### [Excerpted records]
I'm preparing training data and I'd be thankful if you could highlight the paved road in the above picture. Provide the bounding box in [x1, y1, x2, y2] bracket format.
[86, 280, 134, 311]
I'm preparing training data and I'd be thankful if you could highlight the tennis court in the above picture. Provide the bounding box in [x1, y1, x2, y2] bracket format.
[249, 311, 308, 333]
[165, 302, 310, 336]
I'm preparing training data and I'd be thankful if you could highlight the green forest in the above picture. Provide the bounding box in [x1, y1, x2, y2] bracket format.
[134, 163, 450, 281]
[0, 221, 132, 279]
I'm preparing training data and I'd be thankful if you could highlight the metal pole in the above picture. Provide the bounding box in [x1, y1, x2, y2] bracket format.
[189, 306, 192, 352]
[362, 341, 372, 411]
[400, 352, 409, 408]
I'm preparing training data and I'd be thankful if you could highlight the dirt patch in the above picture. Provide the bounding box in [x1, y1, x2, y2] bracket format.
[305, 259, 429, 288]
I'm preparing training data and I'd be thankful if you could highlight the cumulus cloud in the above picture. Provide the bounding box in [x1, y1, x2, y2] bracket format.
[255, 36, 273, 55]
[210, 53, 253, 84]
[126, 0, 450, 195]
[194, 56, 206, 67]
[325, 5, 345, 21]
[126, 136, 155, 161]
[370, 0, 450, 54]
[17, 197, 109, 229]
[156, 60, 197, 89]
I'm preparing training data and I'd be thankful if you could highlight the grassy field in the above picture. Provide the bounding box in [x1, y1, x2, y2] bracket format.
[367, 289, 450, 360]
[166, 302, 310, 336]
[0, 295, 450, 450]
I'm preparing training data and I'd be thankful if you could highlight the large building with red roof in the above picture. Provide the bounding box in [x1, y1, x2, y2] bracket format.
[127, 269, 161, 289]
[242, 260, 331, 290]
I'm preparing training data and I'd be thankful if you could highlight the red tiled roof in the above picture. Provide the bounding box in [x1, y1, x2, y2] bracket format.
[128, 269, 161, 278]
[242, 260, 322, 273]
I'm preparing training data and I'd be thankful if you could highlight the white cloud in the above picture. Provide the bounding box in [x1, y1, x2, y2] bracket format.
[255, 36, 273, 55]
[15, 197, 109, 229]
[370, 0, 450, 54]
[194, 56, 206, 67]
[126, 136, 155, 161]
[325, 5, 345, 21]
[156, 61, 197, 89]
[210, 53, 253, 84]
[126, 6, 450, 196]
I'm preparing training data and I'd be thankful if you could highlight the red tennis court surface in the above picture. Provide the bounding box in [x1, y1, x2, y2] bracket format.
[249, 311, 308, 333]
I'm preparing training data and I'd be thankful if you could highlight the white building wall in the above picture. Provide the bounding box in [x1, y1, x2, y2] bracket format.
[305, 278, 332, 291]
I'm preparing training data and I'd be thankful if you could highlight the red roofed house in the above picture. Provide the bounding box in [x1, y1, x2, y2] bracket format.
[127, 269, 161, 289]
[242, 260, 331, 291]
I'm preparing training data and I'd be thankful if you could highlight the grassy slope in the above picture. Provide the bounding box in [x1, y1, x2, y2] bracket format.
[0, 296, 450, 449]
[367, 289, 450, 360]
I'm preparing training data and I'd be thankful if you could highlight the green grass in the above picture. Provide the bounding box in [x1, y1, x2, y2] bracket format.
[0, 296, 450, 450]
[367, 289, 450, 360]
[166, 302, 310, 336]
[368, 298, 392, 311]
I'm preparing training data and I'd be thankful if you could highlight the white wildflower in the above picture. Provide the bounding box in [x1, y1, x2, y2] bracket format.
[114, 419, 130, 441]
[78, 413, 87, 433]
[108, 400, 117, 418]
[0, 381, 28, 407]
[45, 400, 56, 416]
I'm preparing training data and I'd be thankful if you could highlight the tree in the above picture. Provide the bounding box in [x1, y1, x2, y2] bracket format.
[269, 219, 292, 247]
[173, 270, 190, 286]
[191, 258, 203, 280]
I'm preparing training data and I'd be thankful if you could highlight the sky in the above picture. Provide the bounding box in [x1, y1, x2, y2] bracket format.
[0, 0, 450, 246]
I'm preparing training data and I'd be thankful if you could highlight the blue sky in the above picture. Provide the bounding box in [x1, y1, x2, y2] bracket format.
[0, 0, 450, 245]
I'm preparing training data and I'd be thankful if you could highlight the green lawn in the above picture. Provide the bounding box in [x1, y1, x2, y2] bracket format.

### [Your instructions]
Copy out the part of the records that opens with the line containing "the white building" and closes with the line containing "[368, 298, 392, 311]", both lines included, and leave the requests as they are. In the answers, multiply every bounding box coordinate by 1.45 and round to whole numbers, rounding halves up.

### [Response to this exercise]
I'm preparing training data and I'd be thankful if you could highlight the white building wall in the above picture. Provide the bounding box in [x1, y1, x2, y2] bracket format.
[442, 403, 481, 422]
I'm preparing training data and I'd be thankful if you could highlight the red roofed house in the above picture. Provide the bounding box in [x1, y1, x2, y2] bracket format.
[184, 390, 233, 419]
[351, 377, 480, 422]
I'm preparing training data and I'd be thankful if you could highlight the grassy slope in the above picture. Provide the bounding box in [x1, y1, x2, y2] bracket format.
[0, 429, 653, 651]
[532, 419, 653, 522]
I'm preparing training data and I'd be thankful if you could highlight the green grass in the above picture. Provide the bounding box in [x1, y1, x2, y2] bracket format.
[0, 429, 653, 653]
[532, 419, 653, 522]
[241, 438, 450, 487]
[534, 432, 568, 451]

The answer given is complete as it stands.